> Reading passage
■ ■ ■ ■

Two years of frustration, disruption and loss have taken their toll on Michigan students, exacerbating a youth mental health crisis that has been building for more than a decade. 

Michiganders want schools to take action, polls show, and educators are stepping up to the challenge, drawing on research showing that emotional distress and student learning do not mix well. Michigan schools have no shortage of funds on hand, thanks to $6 billion in federal COVID relief, and Gov. Gretchen Whitmer is recommending a budget that includes an additional $361 million for student mental health.

Yet it’s not clear how far that money will go. Districts have hired social workers and counselors, selected new social-emotional learning curriculums, and purchased therapy dogs. But students’ needs are immense, and the pandemic-roiled labor market is limiting districts’ efforts to hire additional staff.

At stake is the post-pandemic recovery of Michigan’s youngest residents, not just emotionally but academically.

■ ■ ■ ■

> Dataset
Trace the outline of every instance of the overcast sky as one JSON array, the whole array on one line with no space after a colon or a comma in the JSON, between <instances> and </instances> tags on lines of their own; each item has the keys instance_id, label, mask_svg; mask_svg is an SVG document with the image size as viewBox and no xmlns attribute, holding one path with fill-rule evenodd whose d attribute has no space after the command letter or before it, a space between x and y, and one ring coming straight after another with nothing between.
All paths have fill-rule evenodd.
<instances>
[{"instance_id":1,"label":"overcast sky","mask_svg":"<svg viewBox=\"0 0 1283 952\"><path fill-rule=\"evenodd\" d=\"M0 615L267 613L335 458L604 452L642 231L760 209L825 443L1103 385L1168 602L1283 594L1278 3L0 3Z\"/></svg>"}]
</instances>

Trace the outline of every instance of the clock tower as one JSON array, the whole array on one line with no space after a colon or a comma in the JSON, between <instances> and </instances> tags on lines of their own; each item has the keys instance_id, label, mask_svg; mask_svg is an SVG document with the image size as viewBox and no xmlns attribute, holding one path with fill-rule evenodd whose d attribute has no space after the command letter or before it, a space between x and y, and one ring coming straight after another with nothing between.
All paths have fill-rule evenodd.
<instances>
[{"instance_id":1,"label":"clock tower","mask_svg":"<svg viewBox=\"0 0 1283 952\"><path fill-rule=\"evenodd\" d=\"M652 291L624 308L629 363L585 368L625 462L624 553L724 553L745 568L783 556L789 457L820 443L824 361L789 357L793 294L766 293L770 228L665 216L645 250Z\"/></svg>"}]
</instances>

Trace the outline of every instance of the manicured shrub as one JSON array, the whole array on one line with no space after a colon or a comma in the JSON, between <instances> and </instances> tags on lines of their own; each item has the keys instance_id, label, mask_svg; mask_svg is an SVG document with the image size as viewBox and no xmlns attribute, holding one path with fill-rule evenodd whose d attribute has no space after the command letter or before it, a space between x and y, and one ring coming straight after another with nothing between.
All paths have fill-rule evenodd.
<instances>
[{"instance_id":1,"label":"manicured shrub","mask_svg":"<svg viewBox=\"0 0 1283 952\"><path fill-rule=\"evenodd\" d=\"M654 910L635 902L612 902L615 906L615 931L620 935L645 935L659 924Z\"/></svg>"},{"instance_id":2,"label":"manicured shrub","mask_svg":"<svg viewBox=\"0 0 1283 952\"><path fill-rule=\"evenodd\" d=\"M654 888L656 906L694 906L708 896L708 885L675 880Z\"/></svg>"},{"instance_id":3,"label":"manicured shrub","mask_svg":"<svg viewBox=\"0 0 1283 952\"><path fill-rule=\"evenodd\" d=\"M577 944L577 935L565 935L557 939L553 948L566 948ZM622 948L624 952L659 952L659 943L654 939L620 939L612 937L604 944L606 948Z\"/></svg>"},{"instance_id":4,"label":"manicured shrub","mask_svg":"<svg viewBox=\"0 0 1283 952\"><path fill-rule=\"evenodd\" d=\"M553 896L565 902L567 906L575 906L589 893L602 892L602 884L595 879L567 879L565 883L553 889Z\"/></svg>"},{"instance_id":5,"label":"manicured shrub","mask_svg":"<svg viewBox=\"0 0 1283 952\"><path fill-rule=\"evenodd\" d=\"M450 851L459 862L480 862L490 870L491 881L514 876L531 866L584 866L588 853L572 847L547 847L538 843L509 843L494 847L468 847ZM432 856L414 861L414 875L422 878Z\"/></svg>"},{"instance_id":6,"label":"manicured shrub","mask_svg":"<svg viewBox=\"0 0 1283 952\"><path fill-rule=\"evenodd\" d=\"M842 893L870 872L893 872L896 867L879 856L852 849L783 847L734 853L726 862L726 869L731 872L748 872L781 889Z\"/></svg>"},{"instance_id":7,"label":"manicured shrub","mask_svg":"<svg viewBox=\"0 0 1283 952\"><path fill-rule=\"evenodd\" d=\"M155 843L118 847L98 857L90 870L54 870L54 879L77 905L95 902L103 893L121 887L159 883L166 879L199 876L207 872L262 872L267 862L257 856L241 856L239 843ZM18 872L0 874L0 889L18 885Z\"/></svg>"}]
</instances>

■ ■ ■ ■

> Problem 1
List each action the Michigan student mental health article says districts have taken.
> Problem 2
In the article on Michigan student mental health, what amount is Gov. Gretchen Whitmer recommending for student mental health?
> Problem 3
Write the next part of the article on Michigan student mental health, starting after its final sentence.
The records were taken from a separate source and are unrelated to the text.

> Task answer 1
- Hired social workers and counselors
- Selected new social-emotional learning curriculums
- Purchased therapy dogs

> Task answer 2
An additional $361 million.

> Task answer 3
“We have kids that are chronically depressed and addicted,” said Paul Liabenow, executive director of the Michigan Elementary and Middle School Principals Association. “There is a massive backlog of need.”

‘I felt like I was stuck’

On a recent snowy Thursday, fifth graders at Becker Elementary in Dearborn lit up at the sight of Kawkab Hachem.

Hachem is the school social worker at Becker — and only at Becker.

Before the pandemic, Dearborn Public Schools social workers were assigned to several schools, moving among buildings to work only with the most severe needs. Now, with help from federal COVID funding, the district expanded its social work staff, and Hachem works full time at Becker. That means she’s gotten to know all 226 students at least a little bit, even as she spends focused time with certain students. And it means she has time to visit every classroom for weekly lessons on managing emotions, self-compassion and connecting with peers.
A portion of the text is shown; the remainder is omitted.